▸ Work request: Reproduce only the lines from the line containing "Expected: one point per instance of the door" to the end of the entries below, including both of those lines.

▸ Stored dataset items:
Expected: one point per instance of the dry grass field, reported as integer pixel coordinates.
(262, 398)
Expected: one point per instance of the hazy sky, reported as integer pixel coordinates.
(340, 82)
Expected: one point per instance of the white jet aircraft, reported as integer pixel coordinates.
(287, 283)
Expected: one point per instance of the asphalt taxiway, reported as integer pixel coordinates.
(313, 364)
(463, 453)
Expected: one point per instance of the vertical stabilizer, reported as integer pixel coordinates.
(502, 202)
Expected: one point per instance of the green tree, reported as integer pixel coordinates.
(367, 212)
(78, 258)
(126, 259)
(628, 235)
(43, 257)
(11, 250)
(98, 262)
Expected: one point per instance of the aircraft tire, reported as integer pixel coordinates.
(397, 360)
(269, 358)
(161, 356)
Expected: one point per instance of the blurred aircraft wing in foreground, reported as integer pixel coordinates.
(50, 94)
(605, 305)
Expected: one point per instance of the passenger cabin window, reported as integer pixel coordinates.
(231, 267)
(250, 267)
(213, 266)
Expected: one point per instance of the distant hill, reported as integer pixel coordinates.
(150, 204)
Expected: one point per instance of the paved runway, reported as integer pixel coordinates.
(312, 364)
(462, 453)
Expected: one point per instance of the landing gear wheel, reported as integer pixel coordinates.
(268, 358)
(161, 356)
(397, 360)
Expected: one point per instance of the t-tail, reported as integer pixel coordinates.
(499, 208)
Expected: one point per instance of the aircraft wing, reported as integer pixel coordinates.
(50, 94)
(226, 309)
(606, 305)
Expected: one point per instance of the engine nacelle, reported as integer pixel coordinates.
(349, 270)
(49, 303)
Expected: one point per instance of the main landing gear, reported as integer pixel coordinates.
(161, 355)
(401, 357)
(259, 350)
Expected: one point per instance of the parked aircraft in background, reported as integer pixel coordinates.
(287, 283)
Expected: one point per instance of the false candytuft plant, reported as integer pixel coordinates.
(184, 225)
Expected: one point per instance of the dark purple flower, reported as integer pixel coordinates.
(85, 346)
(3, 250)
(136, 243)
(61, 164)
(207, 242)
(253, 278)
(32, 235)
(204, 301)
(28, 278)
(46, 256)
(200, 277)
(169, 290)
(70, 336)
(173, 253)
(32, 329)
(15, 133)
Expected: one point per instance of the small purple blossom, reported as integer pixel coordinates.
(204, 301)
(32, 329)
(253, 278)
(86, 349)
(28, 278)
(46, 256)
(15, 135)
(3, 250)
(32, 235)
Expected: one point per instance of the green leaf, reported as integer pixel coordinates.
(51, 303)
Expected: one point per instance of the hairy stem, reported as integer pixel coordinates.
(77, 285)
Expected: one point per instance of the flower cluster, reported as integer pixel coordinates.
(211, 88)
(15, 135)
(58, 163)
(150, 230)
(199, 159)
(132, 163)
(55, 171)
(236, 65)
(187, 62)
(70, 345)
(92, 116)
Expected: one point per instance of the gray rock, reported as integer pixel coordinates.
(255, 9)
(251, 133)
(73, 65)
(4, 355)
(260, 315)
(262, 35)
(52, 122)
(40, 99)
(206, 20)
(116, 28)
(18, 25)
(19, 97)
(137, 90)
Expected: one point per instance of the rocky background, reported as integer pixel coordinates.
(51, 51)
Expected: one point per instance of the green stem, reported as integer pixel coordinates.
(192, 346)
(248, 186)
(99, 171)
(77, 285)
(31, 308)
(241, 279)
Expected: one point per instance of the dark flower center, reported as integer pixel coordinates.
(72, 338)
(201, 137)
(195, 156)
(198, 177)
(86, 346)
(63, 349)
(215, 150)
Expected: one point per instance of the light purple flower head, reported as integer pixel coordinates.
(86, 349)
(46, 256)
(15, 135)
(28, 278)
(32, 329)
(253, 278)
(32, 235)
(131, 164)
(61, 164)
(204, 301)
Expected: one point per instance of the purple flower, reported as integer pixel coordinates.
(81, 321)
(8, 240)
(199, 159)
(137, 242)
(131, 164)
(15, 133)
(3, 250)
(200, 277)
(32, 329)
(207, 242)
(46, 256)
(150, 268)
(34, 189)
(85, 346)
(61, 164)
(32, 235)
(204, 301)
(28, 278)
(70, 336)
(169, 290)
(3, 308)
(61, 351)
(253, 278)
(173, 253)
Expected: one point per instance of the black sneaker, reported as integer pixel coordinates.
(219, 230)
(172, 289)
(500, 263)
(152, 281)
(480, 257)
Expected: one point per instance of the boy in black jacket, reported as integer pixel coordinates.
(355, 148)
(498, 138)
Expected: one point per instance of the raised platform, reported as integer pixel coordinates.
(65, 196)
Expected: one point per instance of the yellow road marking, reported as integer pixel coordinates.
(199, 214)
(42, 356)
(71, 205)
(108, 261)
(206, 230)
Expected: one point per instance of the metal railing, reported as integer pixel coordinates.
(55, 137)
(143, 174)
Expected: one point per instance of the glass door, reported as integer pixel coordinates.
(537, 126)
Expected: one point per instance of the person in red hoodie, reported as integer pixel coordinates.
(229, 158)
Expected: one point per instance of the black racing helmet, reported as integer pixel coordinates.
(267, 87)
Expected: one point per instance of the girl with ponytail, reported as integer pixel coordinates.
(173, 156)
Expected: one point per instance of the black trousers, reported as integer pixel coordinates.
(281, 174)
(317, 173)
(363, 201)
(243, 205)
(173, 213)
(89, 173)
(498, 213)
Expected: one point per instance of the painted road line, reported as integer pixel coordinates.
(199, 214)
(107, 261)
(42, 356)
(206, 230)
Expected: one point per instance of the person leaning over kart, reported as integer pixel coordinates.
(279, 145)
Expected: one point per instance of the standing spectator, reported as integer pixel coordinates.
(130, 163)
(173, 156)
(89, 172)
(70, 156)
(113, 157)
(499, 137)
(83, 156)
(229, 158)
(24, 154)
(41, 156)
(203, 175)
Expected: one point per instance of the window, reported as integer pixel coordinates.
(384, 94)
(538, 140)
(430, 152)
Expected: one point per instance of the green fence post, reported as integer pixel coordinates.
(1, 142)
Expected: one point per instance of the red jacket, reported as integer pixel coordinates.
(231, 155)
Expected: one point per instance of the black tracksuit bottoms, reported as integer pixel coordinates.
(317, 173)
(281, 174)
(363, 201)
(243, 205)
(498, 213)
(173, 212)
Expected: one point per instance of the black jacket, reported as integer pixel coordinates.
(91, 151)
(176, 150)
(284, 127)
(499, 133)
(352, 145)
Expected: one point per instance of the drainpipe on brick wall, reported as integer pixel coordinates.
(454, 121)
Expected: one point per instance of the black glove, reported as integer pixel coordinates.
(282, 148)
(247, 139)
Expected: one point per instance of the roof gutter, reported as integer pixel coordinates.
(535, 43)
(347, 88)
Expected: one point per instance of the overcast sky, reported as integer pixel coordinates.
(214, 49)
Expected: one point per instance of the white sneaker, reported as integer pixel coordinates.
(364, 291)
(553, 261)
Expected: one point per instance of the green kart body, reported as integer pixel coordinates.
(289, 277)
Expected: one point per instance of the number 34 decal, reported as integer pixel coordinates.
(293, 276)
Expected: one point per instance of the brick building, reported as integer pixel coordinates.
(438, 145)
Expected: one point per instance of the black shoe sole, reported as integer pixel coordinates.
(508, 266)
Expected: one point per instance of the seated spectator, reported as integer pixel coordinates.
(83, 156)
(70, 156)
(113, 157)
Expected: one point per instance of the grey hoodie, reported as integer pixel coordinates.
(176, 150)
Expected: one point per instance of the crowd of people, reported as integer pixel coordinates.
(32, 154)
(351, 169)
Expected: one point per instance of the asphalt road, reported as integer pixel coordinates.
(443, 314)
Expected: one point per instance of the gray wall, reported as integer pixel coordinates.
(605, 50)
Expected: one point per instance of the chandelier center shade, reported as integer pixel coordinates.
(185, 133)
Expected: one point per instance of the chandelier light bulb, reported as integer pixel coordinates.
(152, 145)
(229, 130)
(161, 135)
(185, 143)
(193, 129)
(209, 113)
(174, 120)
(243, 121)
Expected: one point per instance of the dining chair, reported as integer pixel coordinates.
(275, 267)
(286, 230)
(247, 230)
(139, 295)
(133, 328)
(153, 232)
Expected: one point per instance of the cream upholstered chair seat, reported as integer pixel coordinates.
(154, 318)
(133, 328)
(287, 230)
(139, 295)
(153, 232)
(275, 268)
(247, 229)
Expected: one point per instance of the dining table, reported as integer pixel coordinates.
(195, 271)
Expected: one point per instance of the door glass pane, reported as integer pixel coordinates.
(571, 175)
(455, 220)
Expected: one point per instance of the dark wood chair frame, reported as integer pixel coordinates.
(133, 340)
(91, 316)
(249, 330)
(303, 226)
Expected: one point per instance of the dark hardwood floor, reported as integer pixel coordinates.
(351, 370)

▸ Exercise result:
Expected: one point per instance of the door glass pane, reported as integer pixel coordinates.
(571, 175)
(455, 220)
Expected: one point per instance of the dark wood chair frame, reported as integer pixel coordinates.
(133, 340)
(91, 316)
(249, 330)
(303, 226)
Expected: one point per instance of the dark hardwood floor, reported as integer pixel coordinates.
(351, 370)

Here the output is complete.